* [Work instructions]:
1. In the Vietnam travel post below, how far did the writers get during their hour in the rented car?
2. Reproduce the part of the Vietnam travel post below that opens with the words "Street lines dividing" and closes with "weak hearted here.".
3. Resume the Vietnam travel post below, picking up after its final sentence.

* [Given passage]:

Call your mom

There’s a saying. Before you come to Vietnam and try to cross the street, you better call your mom to say good bye. It may be the last time you talk to her. lol!

There’s truth to this, because you just pray you make it to the other side. Other rules to follow when crossing the street is: whatever you do keep moving and never ever stop. The cars and motorbikes fan around you, it’s like a stream of fish, circling forward around an object. Just keep at a constant pace, mind the cars and walk.

Street lines dividing lanes are “suggestions”. I’ve seen a bus, 2 cars, 6 motorbikes side by side in a two lane street. It’s like the Wild Wild West here. Grit and sheer will power determines who is turning when and where and who gets right of way when merging. Are you bigger and faster? Pushier? Want to do a u turn in the middle of the street with 30 motorbikes coming and 4 cars? Sure! Make that uturn(see the red car in that photo, which was actually our ride we were waiting for and was aghasted). Want to turn right when you are 3 lanes over on the left? Sure, just shoot a right and make the other 12 motor bikes and 4 cars slow down for you. Why not! It’s only Vietnam traffic! No room for the meek and weak hearted here.

It’s just incredible we haven’t seen one accident. It’s like a sea of fish and they just all know how the current flows. It’s orderly chaos.

I should also mention rush hour traffic makes our Alberta rush hour traffic seem like a race way. You literally sit in one spot forever. And when you think you are moving, the cop blocks the road and makes you go elsewhere. We made a mistake and rented a car to tour the city for an hour without thinking about the time. We booked 6-7 pm and made it 1.5 km, which equals to a 12 min walk. We payed to sit in a fancy car for an hour. Haha

I hope you enjoy these photos. There is one photo with 3 motorbikes. If you look closely there are 4 people sitting on each bike! It’s just wild.

Food and more food

It’s unbelievable how much food is everywhere here in Ho Chi Minh City. Little street stalls selling sticky rice in many different flavours and topping, pressed sugar cane juicers, small restaurants and coffee shops with anything you can imagine from banh mi( Vietnamese submarines) to boiled crabs and snails. And then you have the high end restaurants chattering to a completely different class of society from an array of world wide culinary choices. It’s a foodie’s Mecca.

No, I didn’t try the snails! Lol I actually have memories in my childhood loving snails. Get ready, this is a bit queasy, but we used to use the sharp end of a safety pin to yank the snails out of their shells, dipping them it in a sauce and popping them in our mouths. The thought now makes my stomach quiver.

* [Photo-based point labeling data]:
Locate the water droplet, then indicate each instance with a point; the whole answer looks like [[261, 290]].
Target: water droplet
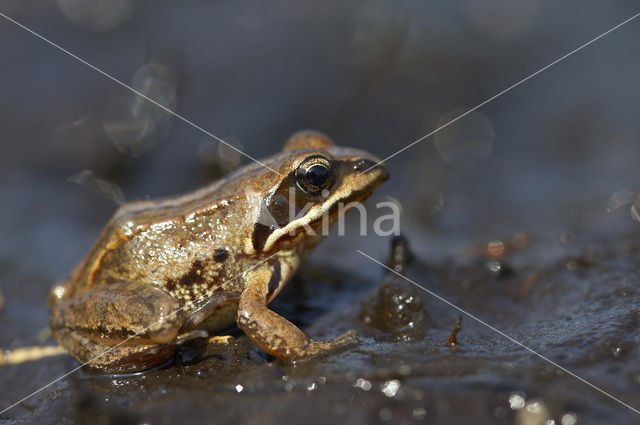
[[390, 388]]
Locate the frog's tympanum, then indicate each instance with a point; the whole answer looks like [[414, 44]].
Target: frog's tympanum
[[166, 271]]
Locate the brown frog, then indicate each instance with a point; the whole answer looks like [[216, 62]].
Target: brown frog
[[169, 270]]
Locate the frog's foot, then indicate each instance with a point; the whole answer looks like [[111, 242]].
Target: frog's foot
[[222, 339], [272, 332]]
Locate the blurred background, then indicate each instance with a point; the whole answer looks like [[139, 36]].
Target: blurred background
[[555, 158]]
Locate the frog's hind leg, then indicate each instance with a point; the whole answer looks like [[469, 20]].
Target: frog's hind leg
[[120, 327], [116, 359], [272, 332]]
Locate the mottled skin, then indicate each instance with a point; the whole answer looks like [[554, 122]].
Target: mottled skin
[[165, 271]]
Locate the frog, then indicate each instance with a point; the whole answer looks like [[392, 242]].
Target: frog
[[169, 270]]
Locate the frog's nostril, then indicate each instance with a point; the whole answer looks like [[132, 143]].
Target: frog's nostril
[[363, 165], [366, 165]]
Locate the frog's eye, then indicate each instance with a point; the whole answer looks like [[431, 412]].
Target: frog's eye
[[314, 175]]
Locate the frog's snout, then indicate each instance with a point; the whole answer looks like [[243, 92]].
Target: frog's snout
[[363, 166]]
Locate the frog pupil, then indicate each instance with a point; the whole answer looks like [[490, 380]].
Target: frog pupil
[[317, 175]]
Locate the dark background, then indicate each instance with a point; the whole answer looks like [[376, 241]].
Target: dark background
[[556, 157]]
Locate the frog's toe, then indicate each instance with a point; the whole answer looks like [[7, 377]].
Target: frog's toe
[[346, 340], [190, 336]]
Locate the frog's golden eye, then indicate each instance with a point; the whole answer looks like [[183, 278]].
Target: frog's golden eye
[[314, 175]]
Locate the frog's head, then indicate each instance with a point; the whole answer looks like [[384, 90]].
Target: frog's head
[[316, 181]]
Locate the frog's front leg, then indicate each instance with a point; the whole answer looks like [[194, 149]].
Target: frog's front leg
[[120, 327], [272, 332]]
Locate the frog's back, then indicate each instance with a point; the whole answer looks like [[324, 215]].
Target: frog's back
[[183, 244]]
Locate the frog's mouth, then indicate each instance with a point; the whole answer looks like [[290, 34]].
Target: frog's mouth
[[355, 188]]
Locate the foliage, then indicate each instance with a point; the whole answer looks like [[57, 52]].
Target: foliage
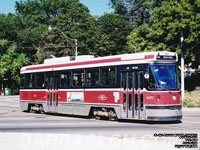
[[136, 11], [11, 63]]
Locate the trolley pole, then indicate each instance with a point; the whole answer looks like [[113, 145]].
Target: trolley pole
[[182, 70]]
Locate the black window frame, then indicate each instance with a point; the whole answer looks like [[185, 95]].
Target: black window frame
[[24, 84], [116, 72], [74, 71], [43, 86], [70, 81], [86, 78], [33, 81]]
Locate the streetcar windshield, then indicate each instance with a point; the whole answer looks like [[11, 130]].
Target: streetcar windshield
[[163, 76]]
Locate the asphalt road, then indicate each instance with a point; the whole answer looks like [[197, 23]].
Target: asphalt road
[[12, 120]]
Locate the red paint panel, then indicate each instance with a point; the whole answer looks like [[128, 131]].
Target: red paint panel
[[149, 57], [62, 96], [33, 95], [101, 97], [75, 64], [161, 98]]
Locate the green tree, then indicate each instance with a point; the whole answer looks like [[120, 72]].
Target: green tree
[[111, 34], [136, 11], [166, 24], [11, 63]]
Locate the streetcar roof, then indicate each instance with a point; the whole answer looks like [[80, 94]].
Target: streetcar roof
[[88, 61]]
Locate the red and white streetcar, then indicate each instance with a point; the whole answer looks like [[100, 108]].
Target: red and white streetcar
[[140, 86]]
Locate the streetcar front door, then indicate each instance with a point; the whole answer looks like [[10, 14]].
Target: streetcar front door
[[52, 92], [132, 94]]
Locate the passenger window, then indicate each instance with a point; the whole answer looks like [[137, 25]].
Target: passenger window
[[78, 78], [40, 80], [93, 77], [108, 77], [22, 81], [30, 81], [65, 79]]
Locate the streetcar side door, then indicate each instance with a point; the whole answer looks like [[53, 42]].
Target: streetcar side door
[[132, 83], [127, 94], [52, 91], [138, 95]]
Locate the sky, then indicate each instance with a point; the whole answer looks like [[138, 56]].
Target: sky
[[96, 7]]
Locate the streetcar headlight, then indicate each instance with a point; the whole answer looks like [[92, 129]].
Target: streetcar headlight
[[174, 97]]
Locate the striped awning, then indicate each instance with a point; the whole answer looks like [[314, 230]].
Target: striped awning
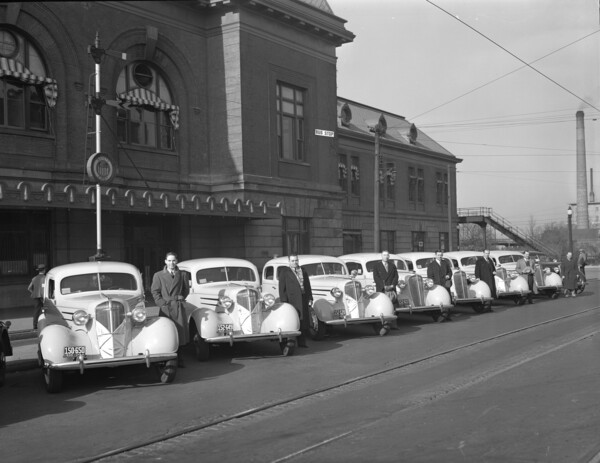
[[11, 68], [143, 97]]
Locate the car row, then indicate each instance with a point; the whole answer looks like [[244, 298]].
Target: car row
[[95, 313]]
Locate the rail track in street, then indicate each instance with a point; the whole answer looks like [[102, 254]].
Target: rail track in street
[[137, 450]]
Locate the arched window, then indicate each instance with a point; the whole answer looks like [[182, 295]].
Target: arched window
[[25, 90], [147, 118]]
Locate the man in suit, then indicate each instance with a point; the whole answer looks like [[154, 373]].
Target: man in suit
[[169, 289], [485, 270], [294, 288], [385, 275], [439, 271]]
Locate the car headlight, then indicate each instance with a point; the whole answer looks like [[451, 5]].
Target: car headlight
[[225, 301], [139, 315], [81, 317], [370, 290], [269, 300], [336, 292]]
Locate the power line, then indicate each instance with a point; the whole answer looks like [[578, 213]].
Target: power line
[[513, 55]]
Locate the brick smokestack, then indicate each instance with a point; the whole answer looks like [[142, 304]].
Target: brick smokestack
[[583, 221]]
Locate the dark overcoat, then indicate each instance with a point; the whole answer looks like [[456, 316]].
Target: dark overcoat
[[485, 270], [385, 278], [165, 290], [291, 292], [569, 271]]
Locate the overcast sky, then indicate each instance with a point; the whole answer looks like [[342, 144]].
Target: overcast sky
[[516, 134]]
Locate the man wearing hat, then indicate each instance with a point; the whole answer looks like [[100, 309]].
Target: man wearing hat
[[36, 288]]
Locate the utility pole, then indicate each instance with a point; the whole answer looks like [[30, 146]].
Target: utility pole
[[100, 166]]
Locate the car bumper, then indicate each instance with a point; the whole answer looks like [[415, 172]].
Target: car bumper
[[253, 337], [84, 364]]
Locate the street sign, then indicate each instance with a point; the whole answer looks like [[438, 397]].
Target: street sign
[[324, 133]]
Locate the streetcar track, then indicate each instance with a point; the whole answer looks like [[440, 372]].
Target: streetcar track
[[282, 405]]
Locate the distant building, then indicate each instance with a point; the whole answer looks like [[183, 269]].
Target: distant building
[[213, 134]]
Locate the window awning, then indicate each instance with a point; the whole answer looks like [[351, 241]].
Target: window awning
[[11, 68], [143, 97]]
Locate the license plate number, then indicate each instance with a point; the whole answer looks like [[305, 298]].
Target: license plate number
[[339, 313], [73, 351], [223, 328]]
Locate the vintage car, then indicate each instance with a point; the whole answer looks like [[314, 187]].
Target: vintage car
[[422, 292], [547, 279], [338, 299], [511, 285], [506, 259], [225, 306], [414, 293], [5, 349], [94, 316], [467, 289]]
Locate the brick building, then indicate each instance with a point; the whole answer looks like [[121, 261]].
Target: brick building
[[210, 128]]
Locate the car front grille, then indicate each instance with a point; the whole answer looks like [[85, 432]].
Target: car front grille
[[461, 285], [417, 290], [111, 329]]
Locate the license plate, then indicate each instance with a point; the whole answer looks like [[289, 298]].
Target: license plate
[[74, 351], [223, 328], [339, 313]]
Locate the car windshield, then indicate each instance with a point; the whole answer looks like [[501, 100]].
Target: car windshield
[[470, 260], [90, 282], [325, 268], [218, 274]]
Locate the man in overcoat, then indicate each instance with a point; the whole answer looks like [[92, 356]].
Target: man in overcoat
[[169, 290], [294, 288], [385, 275], [485, 271], [568, 272], [439, 271]]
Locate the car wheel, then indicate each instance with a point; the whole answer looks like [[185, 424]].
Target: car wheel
[[288, 347], [2, 366], [52, 379], [201, 348], [167, 371], [316, 328], [478, 308]]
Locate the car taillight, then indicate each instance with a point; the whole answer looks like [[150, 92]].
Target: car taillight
[[81, 317]]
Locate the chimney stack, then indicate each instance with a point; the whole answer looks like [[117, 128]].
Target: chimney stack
[[582, 207]]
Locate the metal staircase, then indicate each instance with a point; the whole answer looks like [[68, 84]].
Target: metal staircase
[[484, 216]]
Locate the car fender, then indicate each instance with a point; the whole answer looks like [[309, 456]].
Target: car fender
[[378, 304], [157, 335], [54, 338], [282, 316], [437, 296]]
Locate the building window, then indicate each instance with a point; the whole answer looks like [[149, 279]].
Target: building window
[[24, 243], [295, 236], [418, 241], [343, 172], [352, 241], [387, 240], [355, 176], [151, 118], [290, 122], [444, 242], [26, 92]]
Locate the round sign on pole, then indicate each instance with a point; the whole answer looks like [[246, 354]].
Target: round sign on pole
[[101, 168]]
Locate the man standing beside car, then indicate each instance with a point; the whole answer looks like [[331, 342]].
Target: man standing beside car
[[440, 272], [385, 275], [36, 289], [294, 288], [485, 270], [169, 290]]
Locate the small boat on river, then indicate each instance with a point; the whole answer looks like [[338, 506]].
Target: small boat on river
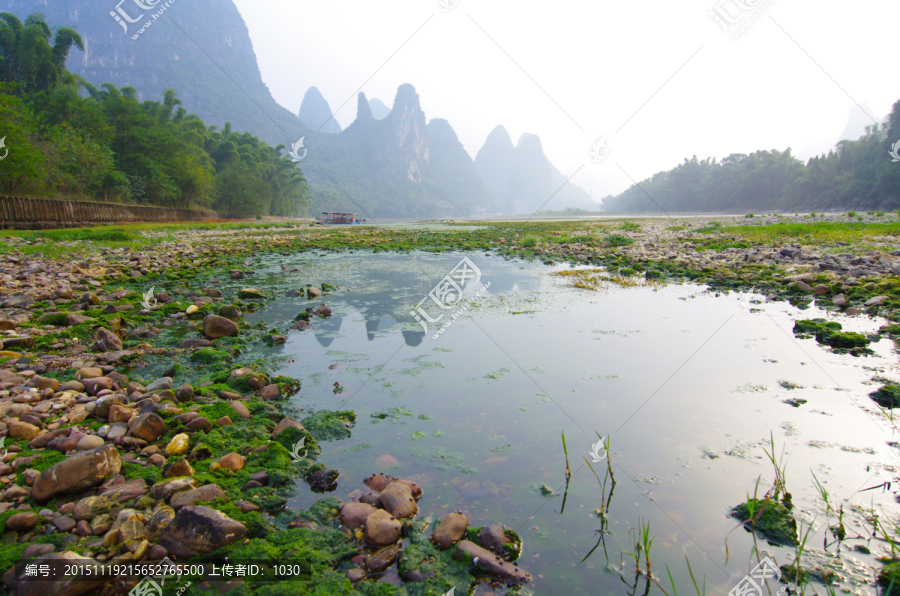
[[338, 219]]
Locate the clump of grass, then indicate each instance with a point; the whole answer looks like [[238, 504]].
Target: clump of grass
[[614, 240], [713, 226], [79, 235], [643, 541], [693, 579]]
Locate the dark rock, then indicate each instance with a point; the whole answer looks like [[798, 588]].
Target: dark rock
[[492, 563], [107, 341], [203, 494], [215, 326], [382, 529], [383, 558], [80, 472], [451, 530], [200, 530], [149, 427]]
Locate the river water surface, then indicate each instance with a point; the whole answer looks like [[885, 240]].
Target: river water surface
[[689, 386]]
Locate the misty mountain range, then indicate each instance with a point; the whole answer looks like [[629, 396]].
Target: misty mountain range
[[389, 162]]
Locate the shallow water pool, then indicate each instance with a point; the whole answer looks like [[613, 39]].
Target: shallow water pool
[[690, 387]]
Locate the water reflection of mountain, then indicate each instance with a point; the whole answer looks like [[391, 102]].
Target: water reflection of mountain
[[386, 302], [390, 308]]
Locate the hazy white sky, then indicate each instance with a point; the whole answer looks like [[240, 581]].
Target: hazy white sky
[[574, 71]]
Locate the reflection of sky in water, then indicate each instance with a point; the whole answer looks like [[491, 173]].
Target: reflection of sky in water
[[688, 385]]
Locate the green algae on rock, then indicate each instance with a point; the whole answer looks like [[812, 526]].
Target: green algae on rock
[[829, 333]]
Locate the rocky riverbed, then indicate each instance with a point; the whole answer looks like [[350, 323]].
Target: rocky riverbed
[[142, 426]]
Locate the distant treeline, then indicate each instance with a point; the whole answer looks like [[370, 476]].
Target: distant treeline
[[110, 145], [856, 174]]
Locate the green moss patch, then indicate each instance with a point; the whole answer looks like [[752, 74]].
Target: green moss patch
[[326, 425], [770, 519]]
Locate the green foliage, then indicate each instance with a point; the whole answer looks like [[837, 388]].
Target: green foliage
[[829, 333], [888, 395], [617, 240], [112, 146], [326, 425], [771, 519], [27, 57]]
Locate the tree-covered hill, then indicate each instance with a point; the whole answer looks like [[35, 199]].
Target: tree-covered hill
[[857, 174], [111, 145]]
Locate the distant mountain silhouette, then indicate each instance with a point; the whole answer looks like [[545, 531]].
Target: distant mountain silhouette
[[379, 110], [523, 179], [316, 113]]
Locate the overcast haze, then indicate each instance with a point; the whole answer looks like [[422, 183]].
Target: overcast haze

* [Outputs for the tasks]:
1. They made it 1.5 km, which equals a 12-minute walk.

2.
Street lines dividing lanes are “suggestions”. I’ve seen a bus, 2 cars, 6 motorbikes side by side in a two lane street. It’s like the Wild Wild West here. Grit and sheer will power determines who is turning when and where and who gets right of way when merging. Are you bigger and faster? Pushier? Want to do a u turn in the middle of the street with 30 motorbikes coming and 4 cars? Sure! Make that uturn(see the red car in that photo, which was actually our ride we were waiting for and was aghasted). Want to turn right when you are 3 lanes over on the left? Sure, just shoot a right and make the other 12 motor bikes and 4 cars slow down for you. Why not! It’s only Vietnam traffic! No room for the meek and weak hearted here.

3.
This trip was very tamed. Our food choices now with google and reading reviews allowed us to scope our destination before hand. However some of the best food experience was just wandering around and crossing paths with a food stall packed with people and a curiously to try what the locals are having.

I did come with a bucket list of foods I absolutely had to eat on this trip. Foods that are available in Edmonton and Sherwood Park, but I wanted to eat it from the birth place. By people making the same dish for decades, food first cooked by the grandmother, now the mom, then eventually the daughter who is cleaning or taking orders.

Here is a photo cache of the food. It’s all been just incredible and utterly overwhelming. Truly a foodies paradise for 1/3 the cost. You can eat like a king here and not break the bank as they say.

Happy Lunar New Year!

You may find it confusing, why some Asian countries celebrate their new year on a different date. It is because their calendar follows the moon/lunar calendar while ours in North America and most of the world follows the Gregorian Solar calendar. Hence the saying Happy Lunar New Year.

New Year falls on the first new moon between Jan 21 and Feb 20, so the date changes from year to year. This year it falls on February 17. The calendar also consist of 12 zodiacs. This year of 2026 is the year of the horse and the element of Fire. It is a year full of passion, drive and momentum but can be impulsive and strong willed. It is a year to be aware of your temperament and yet to be open to your desires and dreams.

New years(also known as Tet in Vietnamese) is a time to be with family and to bring in good fortune and good health. There are special foods you eat such as the Bánh chưng, dressing in your best attire(traditionally in red, but we are seeing softer hues of pinks and blues), resting(people are off work for 1-4 weeks), cleaning and decorating the house, and listening to festive spring music.

I arrived on Feb 8th and Ho Chi Minh City was already in full swing. Streets were being blocked off to be decorated. People were practicing their choreography to dances and ceremonies holding Vietnamese flags. Thousands of flower pots lined the streets to be placed in their spot which would be later a scene or back drop of a statue. Each piece even the smallest marigold had a role in the grand play. It was all coming together like an orchestra tuning each string and reed before heaven unleashes her opus. I have never seen anything like it.

Was I still in Vietnam? This question was asked repeatedly by myself and my sisters? To answer that I will save for the last blog post and I will have an answer, but let’s get back to the grand play of Lunar New Year. Here are some photos, which does not capture the noise, the smells, the heat, the people, the buzzing atmosphere in the air. I really have no words, it feels like a surreal dream.

If you look closely, there is a photo of a horse in what appears to be tall grass. My sister Tu said it’s rice, that it was a rice paddy. I named my blog Rice Paddy because it was how I envisioned Vietnam with the rolling country sides and miles and miles of green rice paddies. The source of our nourishments. I was really captivated when I saw actual rice.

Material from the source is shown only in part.